*Written exercise*.
In the excerpt on composing residual mixing matrices, what does the function return when the method is 'baseline'?

*Selected text*.
▬▬▬▬▬▬
The real issue isn't single-layer behavior—it's what happens when we **compose many layers**.

In a deep network, the effective transformation is:
$$H_{composite} = H_L \cdot H_{L-1} \cdot ... \cdot H_1$$

Let's simulate this for both HC and mHC.

In [None]:
def generate_residual_matrix(n: int, method: str, sinkhorn_iters: int = 20) -> np.ndarray:
    """
    Generate a residual mixing matrix.
    
    Args:
        n: Matrix size
        method: 'baseline' (identity), 'hc' (random), or 'mhc' (Sinkhorn-projected)
        sinkhorn_iters: Iterations for mHC
    """
    if method == 'baseline':
        return np.eye(n)
    elif method == 'hc':
        # Random matrix - this is the problem!
        return np.random.randn(n, n)
    elif method == 'mhc':
        # Sinkhorn-projected - this is the solution!
▬▬▬▬▬▬
*Data provided*.

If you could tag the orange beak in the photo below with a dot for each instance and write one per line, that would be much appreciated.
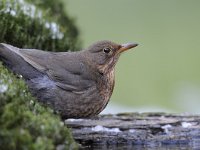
(127, 46)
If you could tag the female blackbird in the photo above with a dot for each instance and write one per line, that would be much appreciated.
(75, 84)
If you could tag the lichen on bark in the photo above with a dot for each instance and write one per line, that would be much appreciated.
(25, 123)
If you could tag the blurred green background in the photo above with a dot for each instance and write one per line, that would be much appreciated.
(163, 72)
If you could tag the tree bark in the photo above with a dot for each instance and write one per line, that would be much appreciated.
(137, 129)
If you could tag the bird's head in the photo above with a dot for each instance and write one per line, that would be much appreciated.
(104, 54)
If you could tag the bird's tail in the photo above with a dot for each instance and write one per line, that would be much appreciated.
(10, 57)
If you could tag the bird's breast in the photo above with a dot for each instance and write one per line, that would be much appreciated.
(106, 87)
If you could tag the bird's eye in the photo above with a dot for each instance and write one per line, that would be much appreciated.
(106, 50)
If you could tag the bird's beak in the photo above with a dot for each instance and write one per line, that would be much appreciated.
(127, 46)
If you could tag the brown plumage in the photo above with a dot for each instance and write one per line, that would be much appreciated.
(75, 84)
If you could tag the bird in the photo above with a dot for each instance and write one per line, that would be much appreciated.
(74, 84)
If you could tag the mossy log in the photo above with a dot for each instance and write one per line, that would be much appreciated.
(25, 123)
(134, 130)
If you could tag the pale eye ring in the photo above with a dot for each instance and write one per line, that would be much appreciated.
(107, 50)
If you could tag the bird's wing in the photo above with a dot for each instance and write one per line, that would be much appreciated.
(64, 68)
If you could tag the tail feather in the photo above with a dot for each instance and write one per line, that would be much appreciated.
(10, 57)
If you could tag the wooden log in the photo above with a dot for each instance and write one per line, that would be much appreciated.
(131, 130)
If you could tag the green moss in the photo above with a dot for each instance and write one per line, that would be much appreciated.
(44, 25)
(24, 123)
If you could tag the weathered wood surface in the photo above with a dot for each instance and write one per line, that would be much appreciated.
(134, 129)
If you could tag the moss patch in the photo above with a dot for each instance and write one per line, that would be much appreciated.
(25, 123)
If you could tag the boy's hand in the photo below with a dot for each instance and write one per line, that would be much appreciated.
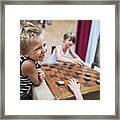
(41, 74)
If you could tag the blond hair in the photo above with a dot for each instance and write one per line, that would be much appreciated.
(28, 33)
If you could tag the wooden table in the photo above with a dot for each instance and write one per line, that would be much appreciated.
(89, 79)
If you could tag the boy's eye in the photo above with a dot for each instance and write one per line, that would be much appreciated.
(44, 44)
(37, 49)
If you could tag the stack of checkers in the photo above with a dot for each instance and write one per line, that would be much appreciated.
(58, 75)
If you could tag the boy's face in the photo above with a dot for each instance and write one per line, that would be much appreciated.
(68, 42)
(38, 49)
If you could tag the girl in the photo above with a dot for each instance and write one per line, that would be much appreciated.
(32, 49)
(60, 53)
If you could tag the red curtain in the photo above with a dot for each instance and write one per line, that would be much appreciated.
(83, 32)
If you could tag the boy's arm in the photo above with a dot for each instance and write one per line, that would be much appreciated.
(28, 69)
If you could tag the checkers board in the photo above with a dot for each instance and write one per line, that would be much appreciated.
(88, 77)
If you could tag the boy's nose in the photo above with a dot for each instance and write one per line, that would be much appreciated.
(44, 49)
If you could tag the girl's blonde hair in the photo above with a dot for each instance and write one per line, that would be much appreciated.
(28, 33)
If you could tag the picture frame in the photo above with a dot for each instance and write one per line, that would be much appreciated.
(70, 2)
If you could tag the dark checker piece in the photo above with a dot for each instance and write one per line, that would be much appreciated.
(75, 77)
(86, 84)
(53, 75)
(63, 78)
(87, 79)
(68, 70)
(61, 68)
(53, 65)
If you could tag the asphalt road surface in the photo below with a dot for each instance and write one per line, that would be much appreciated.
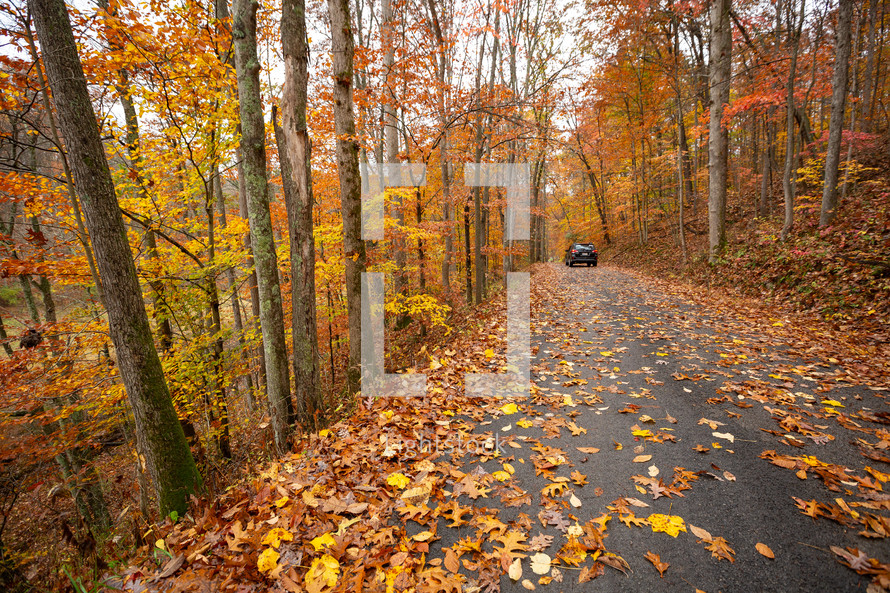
(609, 351)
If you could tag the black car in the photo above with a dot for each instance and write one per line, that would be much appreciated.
(581, 253)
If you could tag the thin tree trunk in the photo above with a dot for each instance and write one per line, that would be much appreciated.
(853, 112)
(788, 173)
(252, 287)
(350, 181)
(868, 77)
(82, 234)
(294, 152)
(253, 150)
(838, 106)
(163, 445)
(718, 135)
(232, 288)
▬▬▬▬▬▬
*Answer for the task*.
An identity matrix, np.eye(n).